### Consignes
a: Recopiez le passage du texte sur la statue de Lénine, de « Et évidemment on » à « du Pacifique, penser... ».
b: Le texte sur la statue de Lénine confirme-t-il chacune de ces affirmations ? (i) Lewis Carpenter a acheté la statue en 1993. (ii) La statue a été érigée à Poprad en 1989. (iii) À Noël, on entoure la statue de guirlandes lumineuses. Répondez par oui ou non, en citant les mots du texte qui tranchent.

### Extrait fourni
+ + + + + + +

La statue est l'oeuvre d'Emil Venkov. Elle a été érigée à Poprad (Slovaquie) en 1988. L'année suivante, on l'a mise dans une décharge après la révolution de velours.
Lewis E. Carpenter était originaire d'Issaquah dans l'état de Washington, USA, et il enseignait à Poprad. Il tomba sur la statue qui gisait face contre terre en attendant d'être fondue au prix du bronze, et ce fut le coup de foudre. Il l'acheta en 1993 (13.000 US.$), la fit découper et expédier (41.000 US.$) après avoir hypothéqué sa maison pour payer le tout.
En février 1994, la statue se trouvait toujours dans l'arrière-cour de Lewis Carpenter quand il mourut dans un accident de la circulation. Ses héritiers la firent installer à un carrefour de Fremont, quartier de Seattle, près d'un glacier et d'un restaurant Taco del Mar. Elle est toujours à vendre, elle vous coûtera dans les 250.000 US$, dont une partie servira à financer les projets culturels de la ville.
Mettez-vous à la place de Lénine, il ne s'attendait pas à se retrouver là. Evidemment il y eut un temps où le Tsar revendiquait ce territoire, un temps où la frontière russo-mexicaine était bien au sud de Seattle, sur la Russian River dans le comté de Sonoma. Mais contrairement à la Californie du Nord l'état de Washington n'a jamais vraiment été russe, et de toute façon Vladimir Ilitch n'était pas encore né que même l'Alaska avait été vendu aux Yankees.
Au début il y a bien eu des polémiques, Lénine à Seattle, etc. Mais les gens du quartier ont une longue tradition contre-culturelle derrière eux, même si la People's Republic of Fremont s'est gentiment boboïfiée comme tant d'autres.
Petit à petit Lénine est entré dans les habitudes, à côté du Troll de Fremont; à Noël on l'entoure de guirlandes lumineuses, auxquelles on ajoute une jolie étoile rouge.
Dans d'autres occasions on l'habille en clown, ou encore en Drag Queen.
Et évidemment on prend des photos souvenirs...
...qui parfois font irrésistiblement penser à de vieux clichés du bon temps soviétique.
Quant à Lénine, tout cela n'a pas trop l'air de lui déplaire. Si vous voulez savoir, il se dit qu'il pourrait prendre sa retraite de statue à Fremont.
Ecouter le chant des oiseaux. Sentir à l'automne les feuilles rougies tomber sur sa casquette. Et quelquefois le soir, quand monte la brise du Pacifique, penser...
Peut-être aussi que chez les gentils bohêmes de Fremont Lénine a apprécié une qualité qui jusqu'ici ne faisait pas partie de ses vertus premières. La tolérance... après tout, c'est la première fois que des gens acceptent sa statue sans y être obligés.

+ + + + + + +

### Données

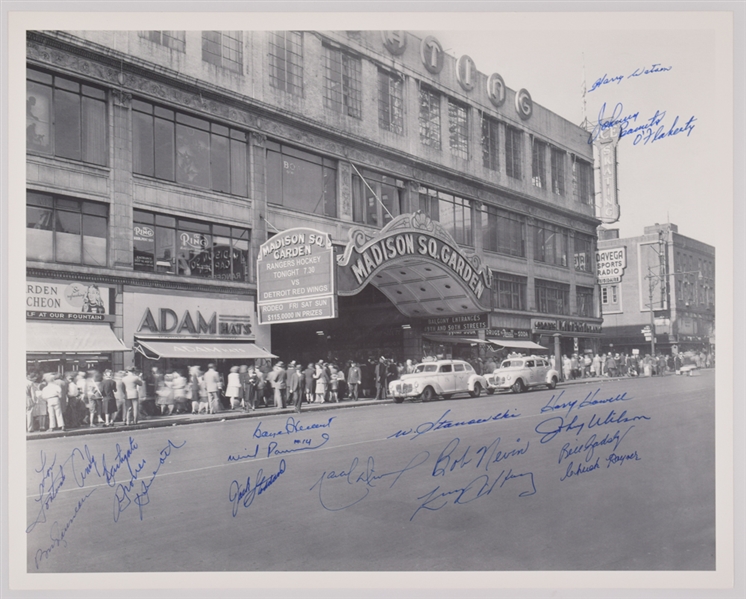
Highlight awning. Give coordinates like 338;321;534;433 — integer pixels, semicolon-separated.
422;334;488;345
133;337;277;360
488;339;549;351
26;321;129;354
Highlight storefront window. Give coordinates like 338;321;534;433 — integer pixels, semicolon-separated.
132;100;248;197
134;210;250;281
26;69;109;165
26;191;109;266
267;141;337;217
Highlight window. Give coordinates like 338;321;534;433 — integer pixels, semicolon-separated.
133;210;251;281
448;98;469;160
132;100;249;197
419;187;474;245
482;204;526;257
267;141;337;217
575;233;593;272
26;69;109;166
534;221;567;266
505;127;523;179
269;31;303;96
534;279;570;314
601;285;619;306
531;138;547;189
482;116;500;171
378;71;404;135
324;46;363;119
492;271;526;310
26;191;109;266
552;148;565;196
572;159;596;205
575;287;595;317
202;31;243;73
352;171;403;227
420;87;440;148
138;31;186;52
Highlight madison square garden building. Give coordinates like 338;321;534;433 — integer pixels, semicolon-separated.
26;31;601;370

+ + + + + + +

### Réponses par consigne
a:
Et évidemment on prend des photos souvenirs...
...qui parfois font irrésistiblement penser à de vieux clichés du bon temps soviétique.
Quant à Lénine, tout cela n'a pas trop l'air de lui déplaire. Si vous voulez savoir, il se dit qu'il pourrait prendre sa retraite de statue à Fremont.
Ecouter le chant des oiseaux. Sentir à l'automne les feuilles rougies tomber sur sa casquette. Et quelquefois le soir, quand monte la brise du Pacifique, penser...

b:
(i) Oui : « Il l'acheta en 1993 (13.000 US.$) ».
(ii) Non : « Elle a été érigée à Poprad (Slovaquie) en 1988. »
(iii) Oui : « à Noël on l'entoure de guirlandes lumineuses ».